--- Material to process Enclosed Below ---
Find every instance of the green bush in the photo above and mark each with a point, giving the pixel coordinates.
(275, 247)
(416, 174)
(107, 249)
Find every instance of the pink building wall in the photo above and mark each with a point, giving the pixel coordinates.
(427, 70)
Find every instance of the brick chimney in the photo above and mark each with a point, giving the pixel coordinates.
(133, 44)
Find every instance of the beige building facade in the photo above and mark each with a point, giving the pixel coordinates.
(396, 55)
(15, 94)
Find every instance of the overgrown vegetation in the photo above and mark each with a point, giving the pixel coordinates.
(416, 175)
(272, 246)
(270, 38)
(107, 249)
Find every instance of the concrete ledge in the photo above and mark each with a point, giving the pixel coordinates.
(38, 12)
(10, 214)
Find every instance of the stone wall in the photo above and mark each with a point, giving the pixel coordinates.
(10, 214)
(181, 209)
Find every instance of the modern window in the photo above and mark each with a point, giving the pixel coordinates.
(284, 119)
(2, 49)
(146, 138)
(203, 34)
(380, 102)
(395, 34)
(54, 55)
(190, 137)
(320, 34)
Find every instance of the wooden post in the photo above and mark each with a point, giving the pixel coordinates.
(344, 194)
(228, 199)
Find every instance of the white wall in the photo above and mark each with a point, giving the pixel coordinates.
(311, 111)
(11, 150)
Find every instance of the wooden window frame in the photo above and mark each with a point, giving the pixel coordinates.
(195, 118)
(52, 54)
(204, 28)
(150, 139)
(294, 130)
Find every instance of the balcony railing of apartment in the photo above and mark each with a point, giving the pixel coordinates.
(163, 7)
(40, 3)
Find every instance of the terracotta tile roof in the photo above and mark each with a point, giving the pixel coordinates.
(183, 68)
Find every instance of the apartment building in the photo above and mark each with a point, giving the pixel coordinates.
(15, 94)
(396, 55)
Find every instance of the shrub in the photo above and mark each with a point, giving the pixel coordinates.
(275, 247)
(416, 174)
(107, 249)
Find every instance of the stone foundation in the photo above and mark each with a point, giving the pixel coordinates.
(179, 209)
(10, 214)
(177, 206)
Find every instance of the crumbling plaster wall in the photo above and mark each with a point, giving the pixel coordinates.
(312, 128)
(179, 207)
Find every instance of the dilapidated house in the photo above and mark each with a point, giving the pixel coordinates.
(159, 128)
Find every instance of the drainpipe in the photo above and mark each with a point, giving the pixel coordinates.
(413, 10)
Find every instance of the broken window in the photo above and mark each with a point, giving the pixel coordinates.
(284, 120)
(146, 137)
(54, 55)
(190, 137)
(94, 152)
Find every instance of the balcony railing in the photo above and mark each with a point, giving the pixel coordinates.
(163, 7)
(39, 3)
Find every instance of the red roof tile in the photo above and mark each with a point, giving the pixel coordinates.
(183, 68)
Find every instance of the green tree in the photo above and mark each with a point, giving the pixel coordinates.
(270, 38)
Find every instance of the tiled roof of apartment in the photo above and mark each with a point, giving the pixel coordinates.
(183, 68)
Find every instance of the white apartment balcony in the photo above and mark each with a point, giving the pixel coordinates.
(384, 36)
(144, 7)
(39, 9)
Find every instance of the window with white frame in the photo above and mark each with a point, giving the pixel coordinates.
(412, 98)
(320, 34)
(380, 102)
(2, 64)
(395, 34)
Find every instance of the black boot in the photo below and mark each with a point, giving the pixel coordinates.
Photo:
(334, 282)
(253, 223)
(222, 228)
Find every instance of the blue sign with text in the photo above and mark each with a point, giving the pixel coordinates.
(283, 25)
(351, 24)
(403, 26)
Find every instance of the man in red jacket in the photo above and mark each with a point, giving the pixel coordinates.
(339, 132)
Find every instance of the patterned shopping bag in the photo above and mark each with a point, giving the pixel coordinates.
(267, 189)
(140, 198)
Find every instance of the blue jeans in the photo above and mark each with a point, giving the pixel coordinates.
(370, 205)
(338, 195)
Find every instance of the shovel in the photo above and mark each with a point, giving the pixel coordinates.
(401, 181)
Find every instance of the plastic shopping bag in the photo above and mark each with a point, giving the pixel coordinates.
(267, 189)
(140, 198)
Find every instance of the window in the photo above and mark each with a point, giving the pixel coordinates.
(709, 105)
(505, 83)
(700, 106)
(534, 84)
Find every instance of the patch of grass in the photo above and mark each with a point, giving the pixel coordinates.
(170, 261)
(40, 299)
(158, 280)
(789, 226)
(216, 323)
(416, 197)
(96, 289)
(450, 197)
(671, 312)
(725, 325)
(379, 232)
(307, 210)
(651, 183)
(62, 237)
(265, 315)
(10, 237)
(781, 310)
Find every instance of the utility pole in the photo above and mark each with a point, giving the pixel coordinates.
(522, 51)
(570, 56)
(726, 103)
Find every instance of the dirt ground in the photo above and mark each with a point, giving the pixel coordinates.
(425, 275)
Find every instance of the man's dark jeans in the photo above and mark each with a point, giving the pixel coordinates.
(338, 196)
--- End of Enclosed Material to process ---
## What the exercise asks
Every record above must be repeated word for word.

## Final answer
Find every instance of the green bush in the photo above and mark each with a point, giving the pixel coordinates.
(275, 247)
(416, 174)
(107, 249)
Find every instance of the pink building wall in the photo above and mark each with a point, giving the pixel coordinates.
(427, 70)
Find every instance of the brick chimney in the photo above and mark each with a point, giving the pixel coordinates.
(133, 44)
Find every instance of the beige building facade in the photo above and mark each with a point, giving the pixel coordinates.
(396, 55)
(15, 94)
Find every instance of the overgrown vegetation in the photo above and mark each with a point, giving the pixel coordinates.
(416, 175)
(272, 246)
(270, 38)
(107, 249)
Find every instance of the concrete ledge in the photo above and mark each with a point, giving the pixel coordinates.
(38, 12)
(10, 214)
Find every instance of the stone wall in the photo above and mark each with a point, giving the pixel coordinates.
(10, 214)
(181, 209)
Find every instance of the modern window in the photo above and mark each with a point, giving the pixel coordinates.
(284, 119)
(2, 49)
(146, 138)
(203, 34)
(380, 102)
(395, 34)
(54, 55)
(190, 137)
(320, 34)
Find every instance of the wooden post in the photo above and mark each with a point, giving the pixel coordinates.
(344, 194)
(228, 199)
Find every instance of the white wall in the photo above and mark each with a point, giving the pixel coordinates.
(311, 111)
(11, 150)
Find every instance of the wooden window frame in the photo above and mark each with a point, giving the pixel coordinates.
(195, 118)
(52, 54)
(204, 28)
(150, 139)
(294, 130)
Find every instance of the balcony railing of apartment in the photo above and mark each with a point, giving the pixel coordinates.
(163, 7)
(40, 3)
Find every instance of the terracotta tile roof in the photo above and mark each with a point, giving the pixel coordinates.
(183, 68)
Find every instance of the apartment building in the photo above and mark each with a point, giving the pixel coordinates.
(15, 94)
(396, 55)
Find every instance of the shrub in the photo above and mark each with a point, giving the pixel coordinates.
(275, 247)
(416, 174)
(107, 249)
Find every instance of the stone foundation in the photo above and mark each with a point, giving the pixel coordinates.
(179, 209)
(10, 214)
(177, 206)
Find every instance of the crumbling plaster wall in the photo above and mark each with a point, giving the pixel coordinates.
(312, 128)
(179, 207)
Find every instance of the dilapidated house in the photo above and mark each with a point, giving the pixel coordinates.
(159, 128)
Find every instance of the drainpipe in the photo above and mark each with a point, giving the pixel coordinates.
(413, 10)
Find every instance of the broken window in the photo above and mark each with a point, giving the pixel coordinates.
(284, 120)
(146, 137)
(54, 55)
(190, 137)
(94, 152)
Find every instance of the balcony railing in the photo above and mark each with a point, giving the pixel coordinates.
(163, 7)
(39, 3)
Find every instance of the red roof tile in the photo above and mark each with a point, giving the pixel coordinates.
(183, 68)
Find every instance of the green tree in the photo above and mark each with a point, giving the pixel coordinates.
(270, 38)
Find every instance of the tiled roof of apartment in the photo above and mark each with a point, giving the pixel coordinates.
(183, 68)
Find every instance of the white apartment balcony in the photo above and mark each with a point, giving the pixel coordinates.
(384, 36)
(144, 7)
(39, 9)
Find every instance of the window with white frame in the photo above and mark each with a point, giving the pixel coordinates.
(412, 98)
(320, 34)
(380, 102)
(2, 64)
(395, 34)
Find every instance of the black boot in the photo below and mark each with a point, giving the pixel coordinates.
Photo:
(334, 282)
(253, 223)
(222, 228)
Find every instance of the blue sign with text in the photo above and mark each with a point, giving the pixel coordinates.
(283, 25)
(351, 24)
(403, 26)
Find every instance of the man in red jacket in the photo above and mark each with a point, giving the pixel coordinates.
(339, 132)
Find every instance of the patterned shopping bag in the photo above and mark each with a point, giving the pixel coordinates.
(267, 189)
(140, 198)
Find every instance of the blue jeans in the photo above and mark each with a point, giving the pixel coordinates.
(370, 205)
(338, 195)
Find every instance of the shovel in the photo above and mark each with a point, giving the pixel coordinates.
(401, 181)
Find every instance of the plastic shopping bag in the photo above and mark each with a point, giving the pixel coordinates.
(267, 189)
(140, 198)
Find every instance of the window in the photo above and mark each with a point, giving the pixel coordinates.
(709, 105)
(505, 83)
(700, 106)
(534, 84)
Find every instance of the patch of grass in the photo above and mark each with a point, giving the pixel coordinates.
(170, 261)
(40, 299)
(158, 280)
(789, 226)
(216, 323)
(416, 197)
(96, 289)
(450, 197)
(671, 312)
(725, 325)
(379, 232)
(307, 210)
(651, 183)
(62, 237)
(265, 315)
(10, 237)
(781, 310)
Find every instance of the utility pole in the photo above and mark each with a point, giving the pixel coordinates.
(522, 51)
(570, 56)
(726, 103)
Find every instance of the dirt ground in the photo above and mark each with a point, giving the pixel coordinates.
(425, 275)
Find every instance of the man's dark jeans in the photo above and mark each with a point, giving the pixel coordinates.
(338, 196)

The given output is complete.